------ SUPPLIED DATA

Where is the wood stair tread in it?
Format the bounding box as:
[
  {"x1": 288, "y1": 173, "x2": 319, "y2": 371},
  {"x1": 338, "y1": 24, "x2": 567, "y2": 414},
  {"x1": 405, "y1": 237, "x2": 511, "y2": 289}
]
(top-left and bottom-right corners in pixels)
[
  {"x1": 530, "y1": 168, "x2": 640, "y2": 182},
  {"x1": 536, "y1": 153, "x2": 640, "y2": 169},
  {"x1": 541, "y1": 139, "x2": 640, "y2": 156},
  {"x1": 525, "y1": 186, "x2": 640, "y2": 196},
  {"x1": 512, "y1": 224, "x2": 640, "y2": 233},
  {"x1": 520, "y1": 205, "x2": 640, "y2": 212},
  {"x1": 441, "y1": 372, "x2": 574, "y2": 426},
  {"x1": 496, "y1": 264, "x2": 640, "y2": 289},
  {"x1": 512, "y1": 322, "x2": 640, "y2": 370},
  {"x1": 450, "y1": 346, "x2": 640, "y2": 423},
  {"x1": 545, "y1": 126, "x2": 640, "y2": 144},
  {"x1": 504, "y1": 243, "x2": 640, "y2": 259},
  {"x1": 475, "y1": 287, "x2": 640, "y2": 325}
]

------------

• EXERCISE AIM
Write out all the entries once more, exactly.

• OUTPUT FOR THIS TASK
Where is the wood stair tread in it?
Format the bounding box as:
[
  {"x1": 288, "y1": 173, "x2": 319, "y2": 371},
  {"x1": 338, "y1": 24, "x2": 567, "y2": 414},
  {"x1": 405, "y1": 237, "x2": 511, "y2": 289}
]
(top-left and bottom-right corners in pixels)
[
  {"x1": 530, "y1": 168, "x2": 640, "y2": 182},
  {"x1": 536, "y1": 153, "x2": 640, "y2": 169},
  {"x1": 541, "y1": 139, "x2": 640, "y2": 156},
  {"x1": 525, "y1": 186, "x2": 640, "y2": 196},
  {"x1": 512, "y1": 224, "x2": 640, "y2": 233},
  {"x1": 520, "y1": 205, "x2": 640, "y2": 212},
  {"x1": 441, "y1": 372, "x2": 574, "y2": 426},
  {"x1": 496, "y1": 264, "x2": 640, "y2": 289},
  {"x1": 512, "y1": 322, "x2": 640, "y2": 370},
  {"x1": 450, "y1": 346, "x2": 640, "y2": 423},
  {"x1": 545, "y1": 126, "x2": 640, "y2": 144},
  {"x1": 504, "y1": 243, "x2": 640, "y2": 259},
  {"x1": 475, "y1": 287, "x2": 640, "y2": 325}
]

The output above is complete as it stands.